**Written instruction**
Rewrite everything from the line containing "Target: camera operator" down to the line containing "(1085, 459)", switching "referee" to "official" and leaving all else unchanged.

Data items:
▼▼▼
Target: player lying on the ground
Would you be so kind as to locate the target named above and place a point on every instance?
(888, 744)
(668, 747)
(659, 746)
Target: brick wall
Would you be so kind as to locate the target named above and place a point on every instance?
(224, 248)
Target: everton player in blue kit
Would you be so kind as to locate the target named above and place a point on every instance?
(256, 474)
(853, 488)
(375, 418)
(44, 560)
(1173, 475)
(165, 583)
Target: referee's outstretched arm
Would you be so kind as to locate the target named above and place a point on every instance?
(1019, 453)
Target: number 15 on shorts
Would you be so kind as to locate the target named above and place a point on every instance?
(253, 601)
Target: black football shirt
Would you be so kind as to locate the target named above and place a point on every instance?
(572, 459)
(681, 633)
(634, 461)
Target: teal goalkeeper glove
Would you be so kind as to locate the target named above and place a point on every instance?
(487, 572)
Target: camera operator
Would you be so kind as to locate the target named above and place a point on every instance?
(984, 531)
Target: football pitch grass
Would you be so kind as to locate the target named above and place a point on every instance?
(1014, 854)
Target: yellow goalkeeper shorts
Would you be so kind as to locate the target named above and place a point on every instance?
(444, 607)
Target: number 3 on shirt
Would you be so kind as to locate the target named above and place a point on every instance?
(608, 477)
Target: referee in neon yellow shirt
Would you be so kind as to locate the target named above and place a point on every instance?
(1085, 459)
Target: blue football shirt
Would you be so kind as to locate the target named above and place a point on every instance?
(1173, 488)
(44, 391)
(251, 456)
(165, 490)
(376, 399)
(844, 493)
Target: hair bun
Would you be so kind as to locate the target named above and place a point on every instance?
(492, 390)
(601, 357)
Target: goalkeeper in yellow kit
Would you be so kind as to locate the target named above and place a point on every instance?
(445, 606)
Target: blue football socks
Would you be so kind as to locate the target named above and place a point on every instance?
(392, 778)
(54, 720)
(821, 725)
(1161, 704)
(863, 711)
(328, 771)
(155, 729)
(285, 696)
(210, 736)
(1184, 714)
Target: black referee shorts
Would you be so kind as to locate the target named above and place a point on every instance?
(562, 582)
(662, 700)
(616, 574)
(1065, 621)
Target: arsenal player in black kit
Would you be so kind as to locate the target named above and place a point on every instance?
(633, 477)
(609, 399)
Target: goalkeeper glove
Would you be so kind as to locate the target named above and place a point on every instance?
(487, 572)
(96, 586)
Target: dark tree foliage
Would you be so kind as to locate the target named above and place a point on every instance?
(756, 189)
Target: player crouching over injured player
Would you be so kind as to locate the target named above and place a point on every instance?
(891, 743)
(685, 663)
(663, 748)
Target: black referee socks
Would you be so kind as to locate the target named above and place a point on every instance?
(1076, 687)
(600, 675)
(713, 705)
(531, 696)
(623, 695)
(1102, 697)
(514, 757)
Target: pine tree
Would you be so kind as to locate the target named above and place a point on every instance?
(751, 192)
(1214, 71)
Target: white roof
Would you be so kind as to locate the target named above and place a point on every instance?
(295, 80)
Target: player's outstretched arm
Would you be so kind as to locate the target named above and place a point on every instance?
▲▲▲
**Task answer**
Target: camera operator
Would you be so kind as to locate the target named above and place a point on every instance?
(984, 531)
Target: football pitch grass
Would you be so kind as to locate the target named above and place a point on every instance?
(1014, 854)
Target: yellow goalkeeper shorts
Would you be so kind as to locate the target named above and place a point on every instance?
(444, 607)
Target: number 3 on shirt
Would you be so kind as to locate the target named above and place a point on every instance?
(608, 477)
Target: official in neon yellow shirt
Would you be so kind as to locate the target named above and place a point on every instance?
(1085, 459)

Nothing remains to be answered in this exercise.